A few weeks ago, I visited an old friend and we watched the Eagles-Giants game together. The Giants played well and came away with a surprising victory on the road in Lincoln Financial Field. I see this guy once a year; he’s the last person I know in the town I lived in from age ten until I went away to college.
After the game, I took the long way back through town to Route 80 East, so that I might drive past the house I grew up in. The house is on a remote street in an area of densely wooded hills above the lake that gives the town its name. The short street, called a “trail,” like all the roads around it, isn’t a thoroughfare to anywhere else. If you’re driving on it, you’re visiting someone or something on the street. I drove slowly up a steep incline, saw the old house at the top, and saw, too, that the people next door were having a garage sale. This gave me an excuse to pull into my family’s former driveway, look up at the house for a moment, then back out and ease the car up to the house next door. I killed the engine and got out.
The garage sale people were a couple in their late twenties or early thirties with two kids, one on a small bicycle and the other an infant propped up in one of those ExerSaucer play centers. The wife was sitting on the steps by the front door. It was early evening, not quite 6pm, but it was September so there was still plenty of light.
“You saw one of our signs,” the woman said. “You’re one of the very few.”
“Signs?” I said. I was walking up the driveway. The husband was trying to maneuver a wooden cabinet onto a dolly.
“This town has very strict rules about signs. You can only have four, and they can’t be larger than one foot by one foot. They actually drive around and check.”
“Oh. I didn’t see any signs.” The older kid pedaled past me and out into the street. There were a couple of tables on the driveway, covered with the usual garage sale odds and ends, plus some appliances, kids’ toys, and flimsy looking pieces of furniture. “I was just,” I gestured vaguely, “driving around.”
“We’ve had maybe a dozen people all day.”
I looked around and saw a recliner, a dining table, and an entertainment center of the sort designed to hold a big picture-tube TV. I looked out onto the lawn and saw that a realtor’s sign was spiked into it. “You’re moving?” I said.
“Trying to. For nine months. All we get are rude bargain hunters.”

• Dataset section:
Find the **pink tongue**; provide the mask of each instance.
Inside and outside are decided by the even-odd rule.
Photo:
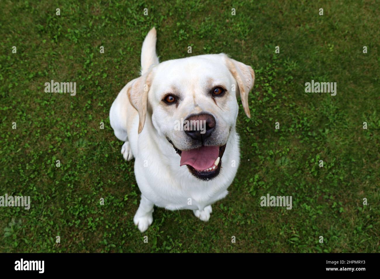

• Exercise requirements:
1) According to the account of the visit to the childhood home, what limits does the town place on garage sale signs?
2) Carry the account of the visit to the childhood home forward from its final line.

• Written responses:
1) Only four signs are allowed, and none can be larger than one foot by one foot.

2)
I went over to her husband and helped him lift the cabinet onto the dolly. “Bad housing market,” I offered. Their house was a small one, laid out on one floor, with, I remembered, one bath. Too small for a family of four, these days.
“Bad town,” the wife countered. “Worried about all the wrong things. Like garage sale signs.”
The husband started wheeling the cabinet away and I looked at the house next door. It was up a short, weedy incline, the long wall of its built-in garage facing us. There was a door off the side of the garage, but the little porch that it had opened onto was long gone. In its place was a row of four overflowing trash cans. A twenty-foot section of rain gutter was lying in the weeds below the cans. I had seen already that there was a ragged stretch of shingles and bare wood across the front of the house where the gutter had been.
My parents built that house in 1972, when there was only one other year-round house (and two summer cottages) on the street. The lot was situated in the midst of a slope that descended precipitously from the roadfront to the property line at the rear. There are plenty of ways to build a house into a slope so that it makes architectural sense, but the builders my parents contracted weren’t sophisticated in that way. They solved the problem by trucking in tons of sand and construction waste and plopping a two-story rectangle of a house on top of the pile of sand like a cherry on whipped cream. The fact that the town had no sewage system for wastewater disposal posed another conundrum which the builders addressed by suspending a septic tank a few feet behind the house in the hill of sand.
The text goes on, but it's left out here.